- **Task directions**
Please count how many lines in the material below contain the string "item", and give only the number.

====== Material provided

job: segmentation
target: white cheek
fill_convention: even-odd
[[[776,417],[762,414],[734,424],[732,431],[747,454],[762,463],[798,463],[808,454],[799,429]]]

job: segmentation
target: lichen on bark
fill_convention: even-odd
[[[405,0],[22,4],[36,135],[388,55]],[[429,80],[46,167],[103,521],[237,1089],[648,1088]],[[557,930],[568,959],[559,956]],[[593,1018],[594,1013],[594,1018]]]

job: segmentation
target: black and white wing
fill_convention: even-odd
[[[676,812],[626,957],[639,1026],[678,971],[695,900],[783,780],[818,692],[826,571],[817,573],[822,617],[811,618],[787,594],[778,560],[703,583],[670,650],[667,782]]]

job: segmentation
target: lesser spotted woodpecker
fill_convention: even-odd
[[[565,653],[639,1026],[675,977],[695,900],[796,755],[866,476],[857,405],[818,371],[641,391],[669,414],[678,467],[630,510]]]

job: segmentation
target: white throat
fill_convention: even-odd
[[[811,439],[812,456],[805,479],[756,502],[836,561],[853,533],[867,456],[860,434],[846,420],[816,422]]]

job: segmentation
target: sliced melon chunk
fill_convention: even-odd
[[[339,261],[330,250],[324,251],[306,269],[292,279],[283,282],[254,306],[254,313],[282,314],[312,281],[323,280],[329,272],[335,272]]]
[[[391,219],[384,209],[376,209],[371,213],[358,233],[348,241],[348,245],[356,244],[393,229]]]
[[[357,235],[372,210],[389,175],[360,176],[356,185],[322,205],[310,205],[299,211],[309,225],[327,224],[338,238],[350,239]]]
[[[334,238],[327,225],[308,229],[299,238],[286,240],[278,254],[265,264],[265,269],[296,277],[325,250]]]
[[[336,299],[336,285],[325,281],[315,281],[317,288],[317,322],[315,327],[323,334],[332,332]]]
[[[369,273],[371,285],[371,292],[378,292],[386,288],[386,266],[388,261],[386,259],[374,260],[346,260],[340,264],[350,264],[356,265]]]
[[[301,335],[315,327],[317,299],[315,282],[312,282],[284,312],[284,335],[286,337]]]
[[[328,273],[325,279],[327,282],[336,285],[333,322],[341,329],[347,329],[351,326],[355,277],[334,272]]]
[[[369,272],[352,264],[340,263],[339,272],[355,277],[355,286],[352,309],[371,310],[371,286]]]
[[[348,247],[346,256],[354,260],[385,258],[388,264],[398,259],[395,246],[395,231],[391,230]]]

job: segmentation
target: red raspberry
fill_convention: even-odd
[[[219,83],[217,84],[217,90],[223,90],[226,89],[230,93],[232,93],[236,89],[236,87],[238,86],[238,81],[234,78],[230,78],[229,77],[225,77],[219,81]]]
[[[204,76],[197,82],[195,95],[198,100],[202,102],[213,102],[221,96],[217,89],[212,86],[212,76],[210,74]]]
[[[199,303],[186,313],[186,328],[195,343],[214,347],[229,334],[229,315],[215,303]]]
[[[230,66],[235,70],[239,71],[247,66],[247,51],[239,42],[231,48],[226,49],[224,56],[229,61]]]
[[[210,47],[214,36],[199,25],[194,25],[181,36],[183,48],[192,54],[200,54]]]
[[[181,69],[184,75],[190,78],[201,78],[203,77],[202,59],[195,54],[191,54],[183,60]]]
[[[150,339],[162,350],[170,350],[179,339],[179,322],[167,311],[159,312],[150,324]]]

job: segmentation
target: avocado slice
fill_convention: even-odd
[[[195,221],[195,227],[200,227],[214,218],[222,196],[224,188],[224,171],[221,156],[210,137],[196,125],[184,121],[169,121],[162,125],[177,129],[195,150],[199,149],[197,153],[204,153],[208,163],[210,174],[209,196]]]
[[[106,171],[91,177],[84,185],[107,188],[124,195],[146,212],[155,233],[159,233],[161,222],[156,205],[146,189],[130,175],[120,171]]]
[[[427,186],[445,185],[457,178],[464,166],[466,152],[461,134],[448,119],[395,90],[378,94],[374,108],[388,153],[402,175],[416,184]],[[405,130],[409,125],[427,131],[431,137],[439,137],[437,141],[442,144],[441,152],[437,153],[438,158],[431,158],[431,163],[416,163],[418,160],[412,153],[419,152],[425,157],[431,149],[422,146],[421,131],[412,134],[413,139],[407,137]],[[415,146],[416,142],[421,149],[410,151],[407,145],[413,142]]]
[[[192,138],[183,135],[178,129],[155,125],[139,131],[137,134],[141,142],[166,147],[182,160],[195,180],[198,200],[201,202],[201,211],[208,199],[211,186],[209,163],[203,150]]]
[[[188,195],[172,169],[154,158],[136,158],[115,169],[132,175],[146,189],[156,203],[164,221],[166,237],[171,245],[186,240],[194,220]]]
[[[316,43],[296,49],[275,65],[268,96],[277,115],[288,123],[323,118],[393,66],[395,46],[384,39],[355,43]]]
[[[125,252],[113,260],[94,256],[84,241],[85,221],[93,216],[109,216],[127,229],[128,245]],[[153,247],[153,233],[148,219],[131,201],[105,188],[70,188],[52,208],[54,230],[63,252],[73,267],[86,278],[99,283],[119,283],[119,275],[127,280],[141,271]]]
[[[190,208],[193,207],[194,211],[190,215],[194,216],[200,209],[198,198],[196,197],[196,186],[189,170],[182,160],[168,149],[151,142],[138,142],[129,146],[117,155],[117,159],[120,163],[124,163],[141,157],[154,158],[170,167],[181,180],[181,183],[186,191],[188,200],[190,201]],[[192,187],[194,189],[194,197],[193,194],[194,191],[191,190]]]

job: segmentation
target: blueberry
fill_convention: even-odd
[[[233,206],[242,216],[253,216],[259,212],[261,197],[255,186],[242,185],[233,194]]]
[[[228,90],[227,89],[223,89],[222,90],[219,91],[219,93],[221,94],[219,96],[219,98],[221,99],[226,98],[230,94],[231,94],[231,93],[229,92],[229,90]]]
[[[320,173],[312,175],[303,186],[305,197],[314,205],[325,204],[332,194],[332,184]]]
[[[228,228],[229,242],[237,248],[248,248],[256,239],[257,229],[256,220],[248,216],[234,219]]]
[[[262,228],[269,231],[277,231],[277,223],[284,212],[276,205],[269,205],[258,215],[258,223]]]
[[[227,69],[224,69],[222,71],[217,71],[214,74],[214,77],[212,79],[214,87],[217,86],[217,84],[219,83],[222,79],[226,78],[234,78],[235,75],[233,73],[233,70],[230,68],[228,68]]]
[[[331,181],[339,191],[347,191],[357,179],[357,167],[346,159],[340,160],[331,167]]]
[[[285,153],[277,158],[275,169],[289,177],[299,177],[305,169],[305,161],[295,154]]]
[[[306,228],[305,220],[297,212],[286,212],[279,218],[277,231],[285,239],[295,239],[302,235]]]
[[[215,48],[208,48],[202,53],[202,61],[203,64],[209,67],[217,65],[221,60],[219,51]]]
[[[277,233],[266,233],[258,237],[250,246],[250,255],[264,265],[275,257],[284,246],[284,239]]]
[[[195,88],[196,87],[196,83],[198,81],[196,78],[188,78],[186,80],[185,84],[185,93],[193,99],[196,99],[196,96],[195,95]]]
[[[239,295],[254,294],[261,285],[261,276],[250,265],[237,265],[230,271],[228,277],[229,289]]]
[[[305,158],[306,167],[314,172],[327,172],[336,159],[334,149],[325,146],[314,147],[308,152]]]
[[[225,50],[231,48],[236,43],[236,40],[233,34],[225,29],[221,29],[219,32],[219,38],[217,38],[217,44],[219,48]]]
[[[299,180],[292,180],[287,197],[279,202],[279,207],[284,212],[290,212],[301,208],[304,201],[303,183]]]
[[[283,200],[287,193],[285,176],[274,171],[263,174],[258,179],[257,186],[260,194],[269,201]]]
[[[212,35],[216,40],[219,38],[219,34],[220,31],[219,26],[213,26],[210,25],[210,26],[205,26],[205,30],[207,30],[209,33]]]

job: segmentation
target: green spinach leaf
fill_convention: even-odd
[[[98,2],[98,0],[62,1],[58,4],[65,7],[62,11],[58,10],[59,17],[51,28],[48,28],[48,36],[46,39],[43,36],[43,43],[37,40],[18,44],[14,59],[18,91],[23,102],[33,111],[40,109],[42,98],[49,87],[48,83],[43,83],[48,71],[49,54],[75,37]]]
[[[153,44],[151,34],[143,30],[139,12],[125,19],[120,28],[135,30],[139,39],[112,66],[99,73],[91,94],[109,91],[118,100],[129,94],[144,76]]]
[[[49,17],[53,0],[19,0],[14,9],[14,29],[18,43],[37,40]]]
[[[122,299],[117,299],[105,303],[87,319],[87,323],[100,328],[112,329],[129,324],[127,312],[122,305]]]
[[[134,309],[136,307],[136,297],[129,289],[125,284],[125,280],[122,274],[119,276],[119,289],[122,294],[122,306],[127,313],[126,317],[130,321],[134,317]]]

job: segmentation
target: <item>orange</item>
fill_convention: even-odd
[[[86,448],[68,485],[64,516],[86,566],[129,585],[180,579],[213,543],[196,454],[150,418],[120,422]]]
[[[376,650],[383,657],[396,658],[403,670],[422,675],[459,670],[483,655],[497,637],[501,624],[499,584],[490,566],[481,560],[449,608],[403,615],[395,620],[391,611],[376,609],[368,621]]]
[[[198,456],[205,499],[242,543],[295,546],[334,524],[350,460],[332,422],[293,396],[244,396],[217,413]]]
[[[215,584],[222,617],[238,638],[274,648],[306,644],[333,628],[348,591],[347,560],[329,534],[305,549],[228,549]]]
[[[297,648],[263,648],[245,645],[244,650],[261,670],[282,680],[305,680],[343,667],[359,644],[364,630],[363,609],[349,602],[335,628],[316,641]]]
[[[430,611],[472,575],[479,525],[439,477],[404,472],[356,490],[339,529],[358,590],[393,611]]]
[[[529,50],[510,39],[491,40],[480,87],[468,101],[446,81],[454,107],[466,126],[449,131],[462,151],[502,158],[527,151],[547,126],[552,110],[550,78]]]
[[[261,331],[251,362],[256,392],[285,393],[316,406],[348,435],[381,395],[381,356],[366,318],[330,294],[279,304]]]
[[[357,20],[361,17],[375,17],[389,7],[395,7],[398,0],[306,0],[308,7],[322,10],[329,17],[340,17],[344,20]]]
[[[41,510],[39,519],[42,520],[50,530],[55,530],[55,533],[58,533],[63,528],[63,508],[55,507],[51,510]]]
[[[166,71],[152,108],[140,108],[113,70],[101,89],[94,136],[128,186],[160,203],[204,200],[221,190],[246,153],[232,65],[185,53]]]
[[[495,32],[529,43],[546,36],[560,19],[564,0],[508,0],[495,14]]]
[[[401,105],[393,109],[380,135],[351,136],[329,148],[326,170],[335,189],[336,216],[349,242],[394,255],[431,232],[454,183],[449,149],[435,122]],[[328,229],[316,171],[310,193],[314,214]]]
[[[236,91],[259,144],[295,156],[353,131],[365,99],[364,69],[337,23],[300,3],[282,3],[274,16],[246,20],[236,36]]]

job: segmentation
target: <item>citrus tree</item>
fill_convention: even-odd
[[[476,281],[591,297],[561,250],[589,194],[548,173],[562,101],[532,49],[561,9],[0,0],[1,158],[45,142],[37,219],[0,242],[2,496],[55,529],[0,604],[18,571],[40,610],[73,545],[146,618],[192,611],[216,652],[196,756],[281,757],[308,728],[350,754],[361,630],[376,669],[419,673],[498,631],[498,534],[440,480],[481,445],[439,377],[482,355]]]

============

- **Answer to the task**
2